Return verbatim the lines that begin at the start of the entries and end at the line containing "Trace the outline", including both ends. Leave the pictures out of your answer.

## Excerpted records
-- start --
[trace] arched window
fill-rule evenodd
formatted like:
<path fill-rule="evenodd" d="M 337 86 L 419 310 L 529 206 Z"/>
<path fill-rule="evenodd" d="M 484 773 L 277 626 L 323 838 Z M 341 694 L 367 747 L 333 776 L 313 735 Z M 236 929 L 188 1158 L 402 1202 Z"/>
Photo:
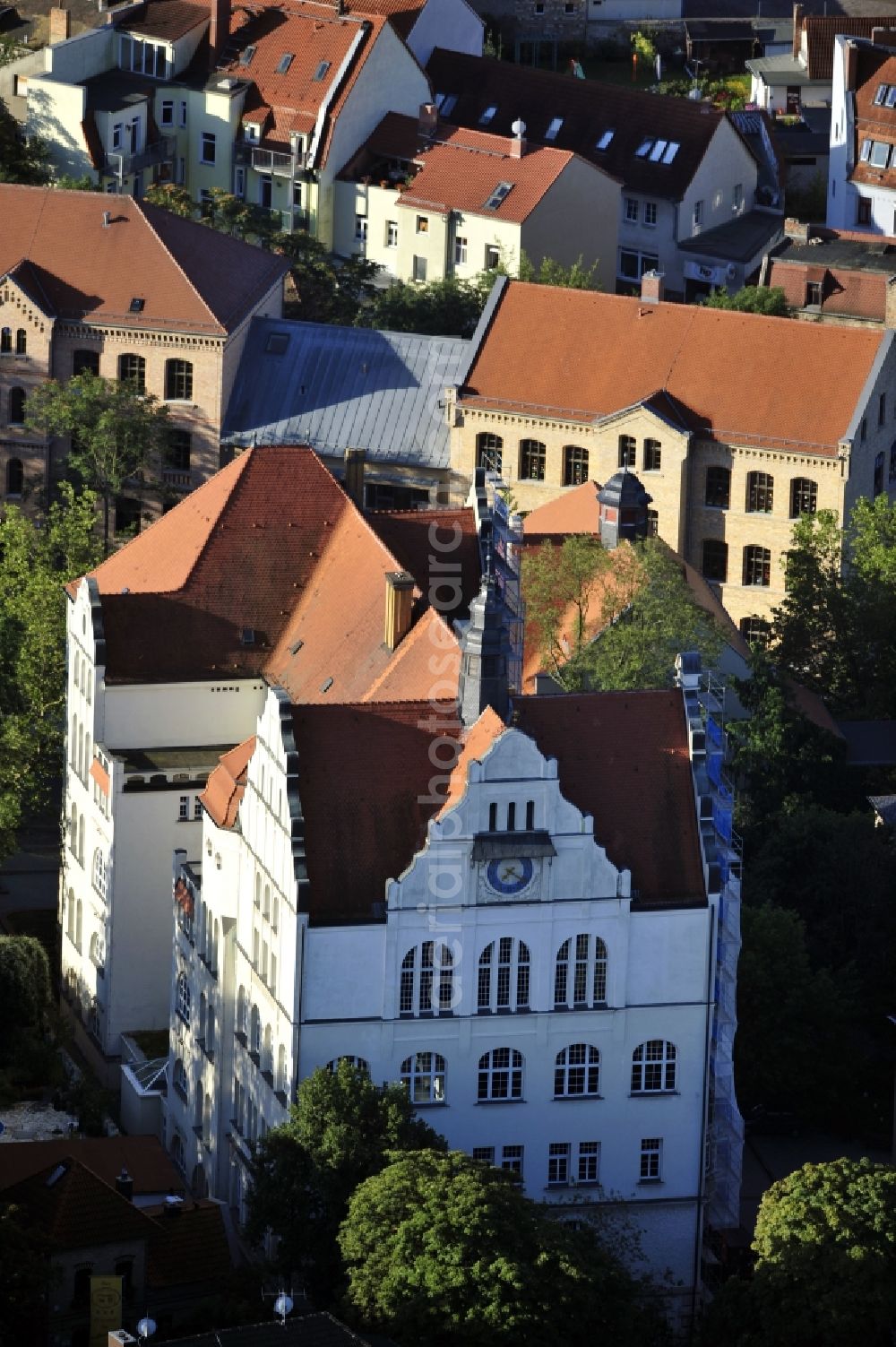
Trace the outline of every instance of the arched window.
<path fill-rule="evenodd" d="M 729 467 L 706 469 L 706 493 L 703 504 L 714 509 L 728 509 L 732 498 L 732 473 Z"/>
<path fill-rule="evenodd" d="M 775 502 L 775 478 L 771 473 L 746 474 L 746 511 L 750 515 L 771 515 Z"/>
<path fill-rule="evenodd" d="M 606 946 L 600 936 L 563 942 L 554 968 L 554 1005 L 570 1010 L 606 1005 Z"/>
<path fill-rule="evenodd" d="M 772 583 L 772 554 L 768 547 L 744 548 L 744 585 Z"/>
<path fill-rule="evenodd" d="M 178 978 L 178 997 L 175 1002 L 175 1009 L 185 1024 L 190 1022 L 191 1001 L 193 1001 L 193 994 L 190 991 L 190 983 L 187 982 L 186 973 L 182 973 Z"/>
<path fill-rule="evenodd" d="M 146 393 L 147 362 L 143 356 L 135 356 L 131 352 L 119 356 L 119 380 L 123 384 L 133 384 L 139 393 Z"/>
<path fill-rule="evenodd" d="M 454 955 L 439 940 L 424 940 L 404 955 L 399 1014 L 450 1014 L 454 1005 Z"/>
<path fill-rule="evenodd" d="M 581 445 L 563 445 L 563 486 L 581 486 L 587 481 L 587 450 Z"/>
<path fill-rule="evenodd" d="M 22 496 L 24 490 L 24 467 L 20 458 L 7 462 L 7 496 Z"/>
<path fill-rule="evenodd" d="M 523 1053 L 492 1048 L 480 1057 L 477 1099 L 521 1099 Z"/>
<path fill-rule="evenodd" d="M 500 435 L 482 431 L 476 436 L 476 466 L 484 467 L 488 473 L 500 473 L 503 450 L 504 440 Z"/>
<path fill-rule="evenodd" d="M 504 935 L 488 944 L 480 955 L 477 1009 L 528 1010 L 530 964 L 530 950 L 523 940 Z"/>
<path fill-rule="evenodd" d="M 818 482 L 811 477 L 795 477 L 790 484 L 790 517 L 814 515 L 818 505 Z"/>
<path fill-rule="evenodd" d="M 544 463 L 547 450 L 540 439 L 520 440 L 520 480 L 531 482 L 544 481 Z"/>
<path fill-rule="evenodd" d="M 189 360 L 166 360 L 164 396 L 168 401 L 193 400 L 193 365 Z"/>
<path fill-rule="evenodd" d="M 635 467 L 637 458 L 637 440 L 633 435 L 620 435 L 618 438 L 618 466 Z"/>
<path fill-rule="evenodd" d="M 438 1052 L 415 1052 L 402 1063 L 402 1082 L 411 1103 L 445 1103 L 445 1057 Z"/>
<path fill-rule="evenodd" d="M 106 863 L 100 847 L 93 853 L 93 888 L 101 898 L 106 896 Z"/>
<path fill-rule="evenodd" d="M 678 1053 L 674 1043 L 648 1039 L 632 1053 L 632 1094 L 662 1094 L 675 1088 Z"/>
<path fill-rule="evenodd" d="M 573 1099 L 597 1095 L 601 1083 L 601 1055 L 590 1043 L 573 1043 L 556 1055 L 554 1096 Z"/>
-- end --
## Response to the task
[trace] arched window
fill-rule evenodd
formatted like:
<path fill-rule="evenodd" d="M 337 86 L 419 310 L 529 206 Z"/>
<path fill-rule="evenodd" d="M 484 773 L 277 626 L 323 838 Z M 341 694 L 367 747 L 333 776 L 313 735 Z M 236 929 L 188 1158 L 402 1202 Z"/>
Photo:
Trace the outline of every instance of the arched window.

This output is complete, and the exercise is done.